I am not broken or damaged or hurt. I merely operate differently.

I am property, and that's alright. I do as I'm told, most of the time. I would rather belong to than merely belong.
I dream constantly.

Oh, what a whirling, twisting thing life is!
 
 
thediminutive
11 August 2008 @ 03:32 pm
I shall make this clear and concise.

I believe our friendship has been built on lies and co-dependance. It has little hope of survival.

Let it be known that I do not hate you, but rather feel too little for you to amount to hate.
I do not identify with your irrepairably damaged soul anymore, so what can I feel?


I hope it is abundantly clear that you have long crossed the line of being able to toy with me as you have in the past, as you are now toying with the 'crimson ibis' that you called a whore. I am sure you have used similar terms to describe me to her, or else shall, now. You win your alliances at the expense of others, and time will show you how shallow are the graves in which you've buried your treasure. Less than two months ago,  I was the woman who you should have married. Less than a month ago, I was the only girl who's ever torn down your walls.
I know you are angry with me for what I told your wife, but that was the truth, do not deny it.
What you have told me are lies, and for all their kindness and my cruelty, I am the victor.
I am satisfied with who I am.

Will you continue to harm the things that love you until all your world is dust?
 
 
thediminutive
Sometimes I'm a fool. I leave the lock to my mind unlatched and that fiend Doubt comes and whispers things to me. Sick things, silly things.
* * * * * * * * *
Actions to take:
A - Return the part of the blog text that begins at the words "I do not identify" and ends after "not deny it.", copied word for word.
B - Resume the blog text from the point where it stops, picking up after its last sentence.
The lines that come next are separate material and have nothing to do with the blog text.
* * * * * * * * *
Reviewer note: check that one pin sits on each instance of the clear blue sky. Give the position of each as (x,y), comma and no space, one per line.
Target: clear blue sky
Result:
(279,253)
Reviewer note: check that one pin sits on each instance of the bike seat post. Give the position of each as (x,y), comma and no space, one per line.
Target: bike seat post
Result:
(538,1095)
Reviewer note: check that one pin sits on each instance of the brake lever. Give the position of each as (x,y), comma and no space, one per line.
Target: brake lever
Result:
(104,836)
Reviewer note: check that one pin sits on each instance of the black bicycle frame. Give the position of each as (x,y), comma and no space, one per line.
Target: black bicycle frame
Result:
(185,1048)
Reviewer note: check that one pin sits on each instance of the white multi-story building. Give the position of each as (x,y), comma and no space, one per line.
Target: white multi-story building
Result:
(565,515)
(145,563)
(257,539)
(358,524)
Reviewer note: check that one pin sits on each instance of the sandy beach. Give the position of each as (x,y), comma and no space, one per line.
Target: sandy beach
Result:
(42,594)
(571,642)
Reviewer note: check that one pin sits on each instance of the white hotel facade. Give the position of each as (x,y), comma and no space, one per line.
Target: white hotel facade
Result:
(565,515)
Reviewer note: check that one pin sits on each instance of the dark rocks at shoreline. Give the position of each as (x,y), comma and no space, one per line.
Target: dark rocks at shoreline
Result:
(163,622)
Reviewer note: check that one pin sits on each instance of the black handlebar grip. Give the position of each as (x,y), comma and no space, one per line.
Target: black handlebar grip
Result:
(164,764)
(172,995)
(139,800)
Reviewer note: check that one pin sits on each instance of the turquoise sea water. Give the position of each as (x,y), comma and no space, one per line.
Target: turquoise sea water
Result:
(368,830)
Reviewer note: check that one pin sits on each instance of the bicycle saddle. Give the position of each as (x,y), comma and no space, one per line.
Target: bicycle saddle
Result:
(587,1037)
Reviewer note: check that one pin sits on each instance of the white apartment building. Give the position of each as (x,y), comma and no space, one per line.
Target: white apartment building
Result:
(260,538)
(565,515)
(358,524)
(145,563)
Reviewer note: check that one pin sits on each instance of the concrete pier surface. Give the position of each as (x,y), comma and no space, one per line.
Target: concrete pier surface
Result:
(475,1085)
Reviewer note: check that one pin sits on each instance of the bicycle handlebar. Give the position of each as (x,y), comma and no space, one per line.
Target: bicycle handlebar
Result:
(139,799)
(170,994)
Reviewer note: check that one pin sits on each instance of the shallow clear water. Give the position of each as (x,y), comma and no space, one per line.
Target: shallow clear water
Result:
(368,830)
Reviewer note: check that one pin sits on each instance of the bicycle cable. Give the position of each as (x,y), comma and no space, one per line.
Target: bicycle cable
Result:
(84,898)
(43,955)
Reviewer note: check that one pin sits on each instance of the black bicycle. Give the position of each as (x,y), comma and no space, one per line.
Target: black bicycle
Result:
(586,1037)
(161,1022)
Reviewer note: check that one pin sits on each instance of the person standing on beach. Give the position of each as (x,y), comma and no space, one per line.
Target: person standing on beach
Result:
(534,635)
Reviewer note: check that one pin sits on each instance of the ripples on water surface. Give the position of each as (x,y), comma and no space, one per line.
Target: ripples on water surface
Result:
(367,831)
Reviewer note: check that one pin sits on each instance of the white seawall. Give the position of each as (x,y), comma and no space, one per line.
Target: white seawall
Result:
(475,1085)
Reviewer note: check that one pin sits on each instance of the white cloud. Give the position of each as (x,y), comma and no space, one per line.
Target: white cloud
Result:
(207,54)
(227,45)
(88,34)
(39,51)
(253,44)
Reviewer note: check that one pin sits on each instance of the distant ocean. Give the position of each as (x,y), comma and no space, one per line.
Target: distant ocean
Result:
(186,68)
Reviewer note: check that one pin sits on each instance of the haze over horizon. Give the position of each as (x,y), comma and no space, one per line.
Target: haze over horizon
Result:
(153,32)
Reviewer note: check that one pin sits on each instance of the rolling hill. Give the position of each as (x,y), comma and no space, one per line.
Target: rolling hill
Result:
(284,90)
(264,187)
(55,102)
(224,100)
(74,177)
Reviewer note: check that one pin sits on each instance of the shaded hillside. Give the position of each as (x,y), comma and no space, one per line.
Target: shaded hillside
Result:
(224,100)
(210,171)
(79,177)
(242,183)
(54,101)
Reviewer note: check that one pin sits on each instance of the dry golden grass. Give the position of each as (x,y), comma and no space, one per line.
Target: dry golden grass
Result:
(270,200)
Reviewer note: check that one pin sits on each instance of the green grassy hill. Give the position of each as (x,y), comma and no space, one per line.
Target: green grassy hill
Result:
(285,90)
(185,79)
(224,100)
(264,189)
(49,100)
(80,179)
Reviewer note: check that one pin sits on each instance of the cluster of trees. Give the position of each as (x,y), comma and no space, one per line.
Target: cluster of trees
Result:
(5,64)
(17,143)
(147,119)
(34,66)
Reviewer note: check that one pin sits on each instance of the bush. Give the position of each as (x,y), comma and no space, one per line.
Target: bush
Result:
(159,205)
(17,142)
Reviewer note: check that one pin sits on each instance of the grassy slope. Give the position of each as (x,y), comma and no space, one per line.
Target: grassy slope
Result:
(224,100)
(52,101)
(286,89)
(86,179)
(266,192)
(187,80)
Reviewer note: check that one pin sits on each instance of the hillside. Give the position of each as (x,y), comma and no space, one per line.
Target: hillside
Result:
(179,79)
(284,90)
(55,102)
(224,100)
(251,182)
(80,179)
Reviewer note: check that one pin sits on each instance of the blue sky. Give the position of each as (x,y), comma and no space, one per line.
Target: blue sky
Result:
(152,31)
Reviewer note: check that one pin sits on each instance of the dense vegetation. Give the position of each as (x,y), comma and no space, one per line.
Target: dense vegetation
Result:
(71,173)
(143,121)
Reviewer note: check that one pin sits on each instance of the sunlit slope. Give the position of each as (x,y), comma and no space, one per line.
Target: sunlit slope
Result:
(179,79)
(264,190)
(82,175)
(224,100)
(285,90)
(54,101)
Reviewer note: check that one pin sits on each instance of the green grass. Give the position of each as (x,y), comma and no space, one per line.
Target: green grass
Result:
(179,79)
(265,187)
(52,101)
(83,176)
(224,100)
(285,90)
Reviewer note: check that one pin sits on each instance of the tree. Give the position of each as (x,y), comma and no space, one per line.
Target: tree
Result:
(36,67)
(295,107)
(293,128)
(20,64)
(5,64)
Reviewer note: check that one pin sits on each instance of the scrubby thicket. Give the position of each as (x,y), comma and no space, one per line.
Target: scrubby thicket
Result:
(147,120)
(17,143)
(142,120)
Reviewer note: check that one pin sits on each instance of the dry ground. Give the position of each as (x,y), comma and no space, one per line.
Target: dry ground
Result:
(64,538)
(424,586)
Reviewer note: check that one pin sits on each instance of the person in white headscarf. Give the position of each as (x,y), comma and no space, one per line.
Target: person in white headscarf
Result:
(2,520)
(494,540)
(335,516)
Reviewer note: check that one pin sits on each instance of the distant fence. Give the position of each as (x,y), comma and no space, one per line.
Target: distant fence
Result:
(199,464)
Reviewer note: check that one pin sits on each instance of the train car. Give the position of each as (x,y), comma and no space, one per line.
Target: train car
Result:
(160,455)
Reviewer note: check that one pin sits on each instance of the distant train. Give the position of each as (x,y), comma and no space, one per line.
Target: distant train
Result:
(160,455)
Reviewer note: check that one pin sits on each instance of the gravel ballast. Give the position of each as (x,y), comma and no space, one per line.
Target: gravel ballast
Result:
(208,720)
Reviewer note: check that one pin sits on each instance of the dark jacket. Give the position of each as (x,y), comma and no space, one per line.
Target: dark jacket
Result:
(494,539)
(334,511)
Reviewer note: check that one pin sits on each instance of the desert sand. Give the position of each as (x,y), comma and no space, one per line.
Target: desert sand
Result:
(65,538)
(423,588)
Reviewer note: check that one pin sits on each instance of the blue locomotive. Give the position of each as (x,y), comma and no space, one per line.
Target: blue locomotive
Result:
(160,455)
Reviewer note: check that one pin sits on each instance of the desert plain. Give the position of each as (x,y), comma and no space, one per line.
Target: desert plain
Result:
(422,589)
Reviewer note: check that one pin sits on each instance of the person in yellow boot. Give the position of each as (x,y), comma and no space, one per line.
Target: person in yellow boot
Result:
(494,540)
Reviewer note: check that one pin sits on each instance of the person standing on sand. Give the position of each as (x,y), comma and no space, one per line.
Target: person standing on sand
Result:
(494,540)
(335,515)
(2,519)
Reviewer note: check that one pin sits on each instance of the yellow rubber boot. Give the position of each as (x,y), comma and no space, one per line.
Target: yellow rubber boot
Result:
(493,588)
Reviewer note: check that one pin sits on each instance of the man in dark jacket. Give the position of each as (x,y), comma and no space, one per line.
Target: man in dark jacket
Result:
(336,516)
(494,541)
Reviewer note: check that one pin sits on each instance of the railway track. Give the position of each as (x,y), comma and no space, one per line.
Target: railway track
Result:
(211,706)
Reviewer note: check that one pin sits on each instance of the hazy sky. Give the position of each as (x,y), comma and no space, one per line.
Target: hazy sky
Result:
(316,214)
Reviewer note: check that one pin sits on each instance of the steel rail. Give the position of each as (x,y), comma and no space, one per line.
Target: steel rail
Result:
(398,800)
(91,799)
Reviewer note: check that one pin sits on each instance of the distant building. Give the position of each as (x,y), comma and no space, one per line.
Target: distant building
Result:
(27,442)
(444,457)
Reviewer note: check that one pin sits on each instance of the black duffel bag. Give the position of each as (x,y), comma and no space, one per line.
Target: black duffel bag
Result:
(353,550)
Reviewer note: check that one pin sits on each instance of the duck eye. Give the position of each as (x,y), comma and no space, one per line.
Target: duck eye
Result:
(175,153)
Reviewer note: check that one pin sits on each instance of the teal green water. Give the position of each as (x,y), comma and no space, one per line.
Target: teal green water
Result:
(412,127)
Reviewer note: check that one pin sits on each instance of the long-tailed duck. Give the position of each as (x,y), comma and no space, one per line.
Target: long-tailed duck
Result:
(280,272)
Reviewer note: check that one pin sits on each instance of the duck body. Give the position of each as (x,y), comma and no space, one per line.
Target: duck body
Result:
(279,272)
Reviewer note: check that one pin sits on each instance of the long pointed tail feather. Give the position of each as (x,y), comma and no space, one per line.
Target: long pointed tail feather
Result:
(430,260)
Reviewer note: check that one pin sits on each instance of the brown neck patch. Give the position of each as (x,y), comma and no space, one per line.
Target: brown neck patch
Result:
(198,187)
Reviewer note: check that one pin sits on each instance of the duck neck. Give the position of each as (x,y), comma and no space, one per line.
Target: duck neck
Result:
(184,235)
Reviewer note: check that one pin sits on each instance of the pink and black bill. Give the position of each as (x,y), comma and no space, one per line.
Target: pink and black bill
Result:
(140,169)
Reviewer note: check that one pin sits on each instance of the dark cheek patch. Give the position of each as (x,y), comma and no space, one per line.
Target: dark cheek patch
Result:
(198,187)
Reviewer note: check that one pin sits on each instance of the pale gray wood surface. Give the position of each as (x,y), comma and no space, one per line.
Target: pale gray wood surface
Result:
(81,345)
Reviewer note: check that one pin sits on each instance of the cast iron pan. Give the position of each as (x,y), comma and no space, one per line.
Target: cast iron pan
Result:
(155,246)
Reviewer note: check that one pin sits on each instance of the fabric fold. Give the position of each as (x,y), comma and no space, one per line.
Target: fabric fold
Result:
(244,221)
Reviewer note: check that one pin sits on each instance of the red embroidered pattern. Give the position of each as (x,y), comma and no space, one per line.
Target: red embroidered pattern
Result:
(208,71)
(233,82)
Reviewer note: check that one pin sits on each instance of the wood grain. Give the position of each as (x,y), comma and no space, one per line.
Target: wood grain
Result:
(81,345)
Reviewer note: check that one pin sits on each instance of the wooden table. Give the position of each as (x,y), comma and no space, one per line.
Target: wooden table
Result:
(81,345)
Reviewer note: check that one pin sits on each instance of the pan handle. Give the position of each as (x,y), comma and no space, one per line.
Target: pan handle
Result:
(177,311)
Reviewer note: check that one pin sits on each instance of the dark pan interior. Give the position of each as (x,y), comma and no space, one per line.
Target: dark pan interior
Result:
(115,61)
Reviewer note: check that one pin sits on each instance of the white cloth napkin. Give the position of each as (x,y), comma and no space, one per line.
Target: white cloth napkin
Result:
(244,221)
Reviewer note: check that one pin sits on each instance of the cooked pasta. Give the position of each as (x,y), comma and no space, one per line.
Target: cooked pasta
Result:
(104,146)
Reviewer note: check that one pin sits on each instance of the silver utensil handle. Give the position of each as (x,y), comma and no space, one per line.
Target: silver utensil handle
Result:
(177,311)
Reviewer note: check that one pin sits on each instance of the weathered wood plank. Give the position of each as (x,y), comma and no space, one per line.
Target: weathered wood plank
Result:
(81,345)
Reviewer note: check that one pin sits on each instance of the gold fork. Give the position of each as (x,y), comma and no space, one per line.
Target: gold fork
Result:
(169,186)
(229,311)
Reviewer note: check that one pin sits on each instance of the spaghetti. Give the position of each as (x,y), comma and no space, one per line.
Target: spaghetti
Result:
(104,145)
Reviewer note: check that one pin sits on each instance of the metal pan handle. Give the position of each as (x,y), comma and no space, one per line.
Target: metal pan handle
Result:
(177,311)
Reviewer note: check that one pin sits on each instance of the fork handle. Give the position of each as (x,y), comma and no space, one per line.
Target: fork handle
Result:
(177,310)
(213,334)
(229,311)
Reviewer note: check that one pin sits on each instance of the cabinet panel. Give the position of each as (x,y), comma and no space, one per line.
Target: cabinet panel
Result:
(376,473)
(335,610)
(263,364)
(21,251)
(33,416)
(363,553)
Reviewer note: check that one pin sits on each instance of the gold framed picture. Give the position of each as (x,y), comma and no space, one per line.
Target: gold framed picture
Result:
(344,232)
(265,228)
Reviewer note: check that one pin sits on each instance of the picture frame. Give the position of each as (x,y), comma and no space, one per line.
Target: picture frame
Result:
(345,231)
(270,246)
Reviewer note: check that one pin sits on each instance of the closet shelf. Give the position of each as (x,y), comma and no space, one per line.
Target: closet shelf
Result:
* * * * * * * * *
Responses in order:
A -
I do not identify with your irrepairably damaged soul anymore, so what can I feel?


I hope it is abundantly clear that you have long crossed the line of being able to toy with me as you have in the past, as you are now toying with the 'crimson ibis' that you called a whore. I am sure you have used similar terms to describe me to her, or else shall, now. You win your alliances at the expense of others, and time will show you how shallow are the graves in which you've buried your treasure. Less than two months ago,  I was the woman who you should have married. Less than a month ago, I was the only girl who's ever torn down your walls.
I know you are angry with me for what I told your wife, but that was the truth, do not deny it.

B -
Can you believe that you are not the only one of us two who can feel jealousy? And there's irony there, for yesterday the spark of that envy was jealous of me and some pretended lust in her beau's heart. The games the heart can play are cruel.

I don't want to keep your secrets for you. You can call me.

There is warmth and softness and grace in me, somewhere.

I love you, I love you, I love you. I'm just scared.


Can you tell me who holds God accountable?

 
 
 
thediminutive
03 July 2008 @ 07:41 pm
I wonder, sometimes, at the wisdom and strength of your love.
I am as changeable a creature as you. I will not be the same girl I am now in six months, nor am I the same I was six months ago.
Can you stand such changeability?
I wonder, too, if you will want to stand by me when love is less an engulfing wave and more a thin thread between us.
But, as I did on december the twenty-sixth, over a year ago, I'll shove those thoughts into some dusty file cabinet in the catacombs of my thoughts.
I don't want to look at them.

Something is wrong with me today.
I can't connect with anyone or anything.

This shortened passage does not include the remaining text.